Your objective: What you return must be the lines of the data that hold the word "jacket".

Data for review:
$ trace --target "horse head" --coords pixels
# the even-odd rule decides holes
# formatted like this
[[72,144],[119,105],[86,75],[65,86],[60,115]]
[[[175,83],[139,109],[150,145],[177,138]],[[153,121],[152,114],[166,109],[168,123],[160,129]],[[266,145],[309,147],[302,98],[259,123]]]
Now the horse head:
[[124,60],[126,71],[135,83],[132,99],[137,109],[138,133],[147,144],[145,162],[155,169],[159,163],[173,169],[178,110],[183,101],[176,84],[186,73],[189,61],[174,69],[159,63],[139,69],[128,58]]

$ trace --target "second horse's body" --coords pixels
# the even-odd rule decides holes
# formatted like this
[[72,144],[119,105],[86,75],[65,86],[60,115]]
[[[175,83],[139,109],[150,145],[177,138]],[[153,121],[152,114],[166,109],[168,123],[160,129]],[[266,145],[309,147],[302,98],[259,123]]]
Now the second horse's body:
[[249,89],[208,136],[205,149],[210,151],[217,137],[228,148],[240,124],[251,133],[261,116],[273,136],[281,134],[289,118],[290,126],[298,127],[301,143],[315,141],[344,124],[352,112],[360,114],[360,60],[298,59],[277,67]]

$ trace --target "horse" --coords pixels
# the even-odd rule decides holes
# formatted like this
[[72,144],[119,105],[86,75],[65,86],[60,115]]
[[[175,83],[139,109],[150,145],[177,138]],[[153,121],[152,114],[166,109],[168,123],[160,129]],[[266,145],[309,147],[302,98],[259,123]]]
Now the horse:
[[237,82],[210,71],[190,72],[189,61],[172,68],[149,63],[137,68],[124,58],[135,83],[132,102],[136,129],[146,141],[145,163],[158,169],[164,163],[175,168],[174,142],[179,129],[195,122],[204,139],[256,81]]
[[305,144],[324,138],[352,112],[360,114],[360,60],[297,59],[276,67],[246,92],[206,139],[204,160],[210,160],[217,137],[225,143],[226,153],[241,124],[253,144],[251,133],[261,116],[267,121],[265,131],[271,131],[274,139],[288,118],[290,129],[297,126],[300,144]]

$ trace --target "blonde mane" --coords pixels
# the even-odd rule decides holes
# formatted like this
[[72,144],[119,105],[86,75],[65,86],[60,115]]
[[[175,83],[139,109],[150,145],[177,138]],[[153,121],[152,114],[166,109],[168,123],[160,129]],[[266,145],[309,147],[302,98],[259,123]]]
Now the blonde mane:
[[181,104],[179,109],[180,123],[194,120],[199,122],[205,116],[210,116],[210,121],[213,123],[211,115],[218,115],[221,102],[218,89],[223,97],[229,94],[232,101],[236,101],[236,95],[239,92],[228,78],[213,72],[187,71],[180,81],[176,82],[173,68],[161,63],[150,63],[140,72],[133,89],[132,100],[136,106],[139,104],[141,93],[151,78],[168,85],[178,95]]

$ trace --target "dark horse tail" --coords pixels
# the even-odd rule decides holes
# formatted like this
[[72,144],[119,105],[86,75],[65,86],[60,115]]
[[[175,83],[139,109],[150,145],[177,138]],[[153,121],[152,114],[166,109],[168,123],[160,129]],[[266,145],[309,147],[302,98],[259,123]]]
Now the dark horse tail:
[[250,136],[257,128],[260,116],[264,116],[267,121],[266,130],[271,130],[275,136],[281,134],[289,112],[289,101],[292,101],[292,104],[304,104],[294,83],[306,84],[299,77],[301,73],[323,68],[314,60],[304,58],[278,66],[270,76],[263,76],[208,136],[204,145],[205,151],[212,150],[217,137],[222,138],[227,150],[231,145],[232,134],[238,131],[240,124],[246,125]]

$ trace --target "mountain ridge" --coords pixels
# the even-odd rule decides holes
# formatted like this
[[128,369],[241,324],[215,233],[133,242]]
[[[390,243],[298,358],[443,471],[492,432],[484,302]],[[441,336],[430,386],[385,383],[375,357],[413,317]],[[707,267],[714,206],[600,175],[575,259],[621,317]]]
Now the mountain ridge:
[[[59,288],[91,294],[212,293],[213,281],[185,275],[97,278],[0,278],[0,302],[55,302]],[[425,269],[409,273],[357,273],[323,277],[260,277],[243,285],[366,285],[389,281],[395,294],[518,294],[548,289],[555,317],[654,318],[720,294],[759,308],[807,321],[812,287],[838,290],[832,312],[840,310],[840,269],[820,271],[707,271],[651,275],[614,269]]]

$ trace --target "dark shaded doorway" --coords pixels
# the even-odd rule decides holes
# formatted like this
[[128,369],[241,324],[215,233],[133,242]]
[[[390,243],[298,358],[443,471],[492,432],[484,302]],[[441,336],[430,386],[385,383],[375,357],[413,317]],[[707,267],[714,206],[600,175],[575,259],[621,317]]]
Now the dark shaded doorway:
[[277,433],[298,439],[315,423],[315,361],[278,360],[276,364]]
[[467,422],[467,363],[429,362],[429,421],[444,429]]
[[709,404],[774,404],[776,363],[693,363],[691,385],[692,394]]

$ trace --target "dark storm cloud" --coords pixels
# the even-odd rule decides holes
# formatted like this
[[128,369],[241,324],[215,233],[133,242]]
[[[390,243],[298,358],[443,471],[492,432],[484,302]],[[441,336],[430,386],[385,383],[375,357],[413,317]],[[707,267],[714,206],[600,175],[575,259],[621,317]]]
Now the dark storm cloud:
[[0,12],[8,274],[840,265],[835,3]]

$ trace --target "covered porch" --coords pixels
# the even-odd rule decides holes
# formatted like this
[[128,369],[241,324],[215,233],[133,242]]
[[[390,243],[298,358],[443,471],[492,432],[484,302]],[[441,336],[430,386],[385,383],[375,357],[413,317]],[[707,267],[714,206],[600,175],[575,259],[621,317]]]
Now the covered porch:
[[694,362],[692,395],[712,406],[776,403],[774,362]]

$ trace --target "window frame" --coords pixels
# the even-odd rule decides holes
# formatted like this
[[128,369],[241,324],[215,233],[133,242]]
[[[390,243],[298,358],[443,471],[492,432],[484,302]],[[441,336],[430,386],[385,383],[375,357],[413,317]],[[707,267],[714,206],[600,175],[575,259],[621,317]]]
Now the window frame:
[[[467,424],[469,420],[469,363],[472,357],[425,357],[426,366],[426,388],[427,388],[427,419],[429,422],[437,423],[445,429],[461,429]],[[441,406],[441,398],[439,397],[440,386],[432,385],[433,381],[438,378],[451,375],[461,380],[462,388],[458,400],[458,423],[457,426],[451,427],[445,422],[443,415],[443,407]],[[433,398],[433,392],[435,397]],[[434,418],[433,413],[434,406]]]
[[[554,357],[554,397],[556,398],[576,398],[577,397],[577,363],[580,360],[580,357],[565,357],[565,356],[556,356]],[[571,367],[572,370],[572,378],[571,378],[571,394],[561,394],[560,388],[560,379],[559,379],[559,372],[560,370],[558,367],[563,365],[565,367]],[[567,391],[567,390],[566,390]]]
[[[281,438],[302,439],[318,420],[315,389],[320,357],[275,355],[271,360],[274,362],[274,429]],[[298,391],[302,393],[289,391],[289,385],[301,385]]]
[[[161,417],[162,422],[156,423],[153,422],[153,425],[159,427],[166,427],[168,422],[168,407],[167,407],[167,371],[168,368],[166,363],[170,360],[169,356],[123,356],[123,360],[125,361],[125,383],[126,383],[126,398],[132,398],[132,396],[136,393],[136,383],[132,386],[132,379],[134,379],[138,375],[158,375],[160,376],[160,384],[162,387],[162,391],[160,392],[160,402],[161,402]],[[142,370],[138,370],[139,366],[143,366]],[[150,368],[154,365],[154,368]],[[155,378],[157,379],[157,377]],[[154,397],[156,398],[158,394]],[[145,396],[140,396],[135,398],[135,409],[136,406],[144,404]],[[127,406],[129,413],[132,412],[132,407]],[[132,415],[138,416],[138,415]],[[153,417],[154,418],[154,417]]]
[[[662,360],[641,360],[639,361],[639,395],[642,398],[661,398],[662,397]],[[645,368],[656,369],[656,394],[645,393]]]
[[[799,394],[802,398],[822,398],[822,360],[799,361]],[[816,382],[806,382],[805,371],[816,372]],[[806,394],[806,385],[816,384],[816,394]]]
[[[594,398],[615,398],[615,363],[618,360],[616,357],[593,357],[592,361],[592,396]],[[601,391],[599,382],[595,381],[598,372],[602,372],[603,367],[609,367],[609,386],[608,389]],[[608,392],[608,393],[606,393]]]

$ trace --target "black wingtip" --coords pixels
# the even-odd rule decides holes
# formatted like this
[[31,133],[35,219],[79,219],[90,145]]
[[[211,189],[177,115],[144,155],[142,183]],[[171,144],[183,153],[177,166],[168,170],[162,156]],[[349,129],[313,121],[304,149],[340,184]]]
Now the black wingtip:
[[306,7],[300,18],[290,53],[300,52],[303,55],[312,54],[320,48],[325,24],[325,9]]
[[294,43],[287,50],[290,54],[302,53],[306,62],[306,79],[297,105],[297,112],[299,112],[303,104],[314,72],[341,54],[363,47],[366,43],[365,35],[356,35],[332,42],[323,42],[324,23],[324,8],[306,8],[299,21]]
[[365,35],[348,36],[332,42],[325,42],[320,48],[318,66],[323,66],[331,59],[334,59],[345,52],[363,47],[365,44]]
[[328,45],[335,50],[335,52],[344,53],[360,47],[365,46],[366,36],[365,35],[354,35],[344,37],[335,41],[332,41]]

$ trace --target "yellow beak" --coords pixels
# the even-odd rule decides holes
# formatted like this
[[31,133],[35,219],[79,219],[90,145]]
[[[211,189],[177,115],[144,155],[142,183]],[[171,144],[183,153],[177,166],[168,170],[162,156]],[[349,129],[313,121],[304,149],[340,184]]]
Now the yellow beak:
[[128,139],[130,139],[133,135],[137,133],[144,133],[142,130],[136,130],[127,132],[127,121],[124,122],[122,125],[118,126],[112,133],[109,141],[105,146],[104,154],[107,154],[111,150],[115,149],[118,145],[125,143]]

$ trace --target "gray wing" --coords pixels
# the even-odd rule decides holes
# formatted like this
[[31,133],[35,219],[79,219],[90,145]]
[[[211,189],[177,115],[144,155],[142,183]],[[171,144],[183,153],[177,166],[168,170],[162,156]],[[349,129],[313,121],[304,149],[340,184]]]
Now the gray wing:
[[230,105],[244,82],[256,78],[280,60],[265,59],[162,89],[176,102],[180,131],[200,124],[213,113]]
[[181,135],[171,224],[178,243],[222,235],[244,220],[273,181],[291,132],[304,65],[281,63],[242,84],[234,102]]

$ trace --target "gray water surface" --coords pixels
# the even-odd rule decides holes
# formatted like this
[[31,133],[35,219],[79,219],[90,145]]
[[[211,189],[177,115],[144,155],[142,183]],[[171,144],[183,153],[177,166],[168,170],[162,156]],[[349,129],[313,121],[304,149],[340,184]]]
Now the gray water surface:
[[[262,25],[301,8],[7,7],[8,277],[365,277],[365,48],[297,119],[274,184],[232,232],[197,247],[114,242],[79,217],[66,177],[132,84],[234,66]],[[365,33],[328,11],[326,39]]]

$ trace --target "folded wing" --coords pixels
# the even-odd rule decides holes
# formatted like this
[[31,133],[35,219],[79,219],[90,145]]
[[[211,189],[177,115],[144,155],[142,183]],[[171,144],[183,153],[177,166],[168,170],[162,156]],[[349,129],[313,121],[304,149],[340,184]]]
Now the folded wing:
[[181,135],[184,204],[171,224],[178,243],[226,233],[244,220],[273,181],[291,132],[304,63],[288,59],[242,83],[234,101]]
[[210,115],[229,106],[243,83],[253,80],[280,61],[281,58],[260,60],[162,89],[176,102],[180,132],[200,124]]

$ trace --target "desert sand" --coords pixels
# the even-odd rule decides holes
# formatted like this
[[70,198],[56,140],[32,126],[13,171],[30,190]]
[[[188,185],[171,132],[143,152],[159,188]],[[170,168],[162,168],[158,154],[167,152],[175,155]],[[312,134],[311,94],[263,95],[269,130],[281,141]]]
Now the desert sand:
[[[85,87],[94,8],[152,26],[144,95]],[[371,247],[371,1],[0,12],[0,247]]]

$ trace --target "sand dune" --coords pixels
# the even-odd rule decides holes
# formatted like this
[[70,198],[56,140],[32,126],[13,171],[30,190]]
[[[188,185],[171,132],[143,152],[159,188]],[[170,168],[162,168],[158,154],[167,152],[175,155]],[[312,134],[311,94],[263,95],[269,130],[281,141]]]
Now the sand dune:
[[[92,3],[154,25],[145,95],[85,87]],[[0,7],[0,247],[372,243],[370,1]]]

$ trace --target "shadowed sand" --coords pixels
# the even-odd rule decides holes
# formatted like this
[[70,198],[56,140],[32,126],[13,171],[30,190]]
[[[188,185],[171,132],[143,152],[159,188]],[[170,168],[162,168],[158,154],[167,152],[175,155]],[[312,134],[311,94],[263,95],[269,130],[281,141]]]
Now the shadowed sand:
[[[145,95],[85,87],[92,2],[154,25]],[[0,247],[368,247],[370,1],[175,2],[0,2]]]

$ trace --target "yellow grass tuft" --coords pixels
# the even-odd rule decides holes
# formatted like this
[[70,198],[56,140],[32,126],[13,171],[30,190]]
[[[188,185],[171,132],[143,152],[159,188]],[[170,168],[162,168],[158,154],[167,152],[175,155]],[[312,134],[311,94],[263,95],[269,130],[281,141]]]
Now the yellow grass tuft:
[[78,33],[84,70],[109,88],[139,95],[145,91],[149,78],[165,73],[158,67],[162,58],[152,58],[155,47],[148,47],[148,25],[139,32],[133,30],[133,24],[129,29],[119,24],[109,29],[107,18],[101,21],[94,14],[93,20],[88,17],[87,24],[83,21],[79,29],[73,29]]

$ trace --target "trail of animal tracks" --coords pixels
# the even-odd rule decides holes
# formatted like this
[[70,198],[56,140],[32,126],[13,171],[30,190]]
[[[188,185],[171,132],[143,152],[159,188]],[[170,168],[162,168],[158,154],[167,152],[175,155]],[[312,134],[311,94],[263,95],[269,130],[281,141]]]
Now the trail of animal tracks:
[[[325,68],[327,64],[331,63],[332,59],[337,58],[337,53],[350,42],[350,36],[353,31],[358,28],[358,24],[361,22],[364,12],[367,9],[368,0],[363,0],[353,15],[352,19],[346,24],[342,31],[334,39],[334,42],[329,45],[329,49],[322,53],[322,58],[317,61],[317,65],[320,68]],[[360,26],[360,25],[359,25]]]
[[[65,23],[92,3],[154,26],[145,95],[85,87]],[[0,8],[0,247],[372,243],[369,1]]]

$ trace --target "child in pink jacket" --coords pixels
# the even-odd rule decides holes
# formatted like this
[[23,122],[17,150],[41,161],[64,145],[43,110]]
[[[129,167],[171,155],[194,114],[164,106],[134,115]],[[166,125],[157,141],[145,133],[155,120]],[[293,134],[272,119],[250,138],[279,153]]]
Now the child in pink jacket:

Reply:
$ trace --target "child in pink jacket" --coords pixels
Now the child in pink jacket:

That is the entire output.